**SHORT EXERCISE**
Update the lines from the one containing "where the bare" through the end of the records, inclusive, by changing "bare tree" to "leafless tree" and keeping everything else the same. Return only those lines.

**EXTRACTED MATERIAL**
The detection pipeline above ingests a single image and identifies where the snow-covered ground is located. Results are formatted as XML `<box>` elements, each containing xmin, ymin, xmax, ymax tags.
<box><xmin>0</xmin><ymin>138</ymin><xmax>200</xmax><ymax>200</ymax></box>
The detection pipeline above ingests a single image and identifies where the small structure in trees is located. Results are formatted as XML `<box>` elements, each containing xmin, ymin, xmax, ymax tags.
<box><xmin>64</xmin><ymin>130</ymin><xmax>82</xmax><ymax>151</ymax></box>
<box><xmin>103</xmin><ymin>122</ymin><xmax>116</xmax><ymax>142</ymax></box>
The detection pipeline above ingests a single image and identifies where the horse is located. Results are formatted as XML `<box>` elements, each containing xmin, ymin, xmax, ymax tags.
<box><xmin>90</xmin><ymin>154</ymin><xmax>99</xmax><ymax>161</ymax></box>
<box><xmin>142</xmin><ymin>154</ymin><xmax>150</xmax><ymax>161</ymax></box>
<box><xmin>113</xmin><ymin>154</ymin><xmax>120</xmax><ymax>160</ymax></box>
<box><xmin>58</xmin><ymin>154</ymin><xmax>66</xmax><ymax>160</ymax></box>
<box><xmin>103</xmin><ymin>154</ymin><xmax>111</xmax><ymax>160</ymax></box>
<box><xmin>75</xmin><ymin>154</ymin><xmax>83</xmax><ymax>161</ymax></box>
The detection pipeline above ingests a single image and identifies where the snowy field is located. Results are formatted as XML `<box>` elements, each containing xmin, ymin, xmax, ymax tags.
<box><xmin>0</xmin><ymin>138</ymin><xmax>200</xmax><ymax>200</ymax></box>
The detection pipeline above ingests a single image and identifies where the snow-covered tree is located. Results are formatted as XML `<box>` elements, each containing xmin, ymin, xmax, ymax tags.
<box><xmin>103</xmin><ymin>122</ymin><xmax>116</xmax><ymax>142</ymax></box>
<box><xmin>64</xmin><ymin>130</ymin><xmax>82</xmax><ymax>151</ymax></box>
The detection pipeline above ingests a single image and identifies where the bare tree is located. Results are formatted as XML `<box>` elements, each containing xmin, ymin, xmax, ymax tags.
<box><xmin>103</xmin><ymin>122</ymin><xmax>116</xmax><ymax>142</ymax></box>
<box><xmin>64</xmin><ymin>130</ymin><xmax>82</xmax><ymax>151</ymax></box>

**REPLY**
The detection pipeline above ingests a single image and identifies where the leafless tree is located. Results are formatted as XML `<box>` elements, each containing xmin, ymin, xmax, ymax tags.
<box><xmin>103</xmin><ymin>122</ymin><xmax>116</xmax><ymax>142</ymax></box>
<box><xmin>64</xmin><ymin>130</ymin><xmax>82</xmax><ymax>151</ymax></box>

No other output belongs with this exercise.